Start of Block

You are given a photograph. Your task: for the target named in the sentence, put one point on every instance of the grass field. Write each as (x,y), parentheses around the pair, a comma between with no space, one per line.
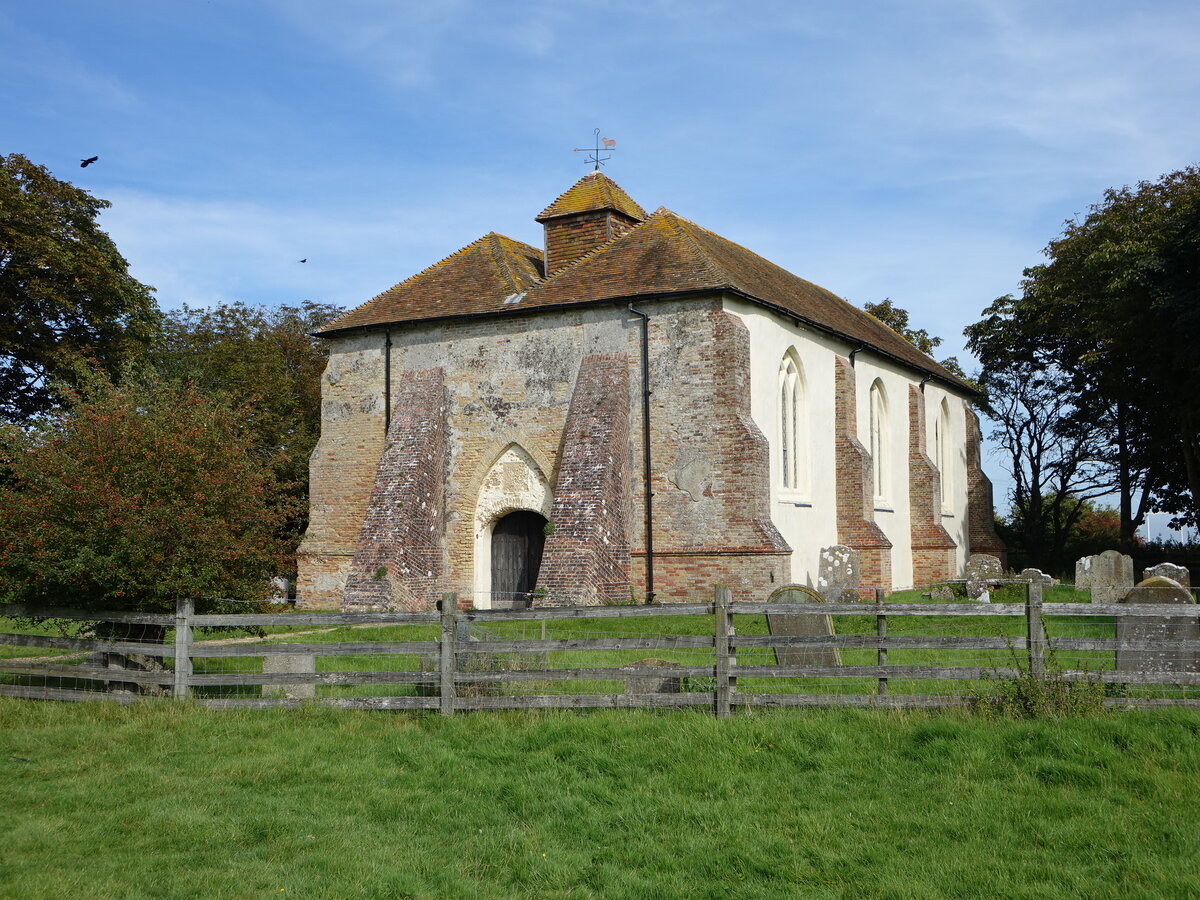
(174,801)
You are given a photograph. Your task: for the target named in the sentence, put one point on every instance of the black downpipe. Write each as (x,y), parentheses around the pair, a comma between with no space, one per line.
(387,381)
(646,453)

End of Block

Drop the images and return the data verbatim.

Solution
You are given a photograph. Your task: for the target named in the sentence, put one point on every instance of the grass field. Write each as (x,y), parentheses around the pair, a comma between with no space, one per line.
(174,801)
You are given a photograph. Your task: for the target named in the sentence, put one point on every instance of the black downpipe. Write each as (x,y), parentheses around the pair, a comma between with no space, one per line.
(387,381)
(646,453)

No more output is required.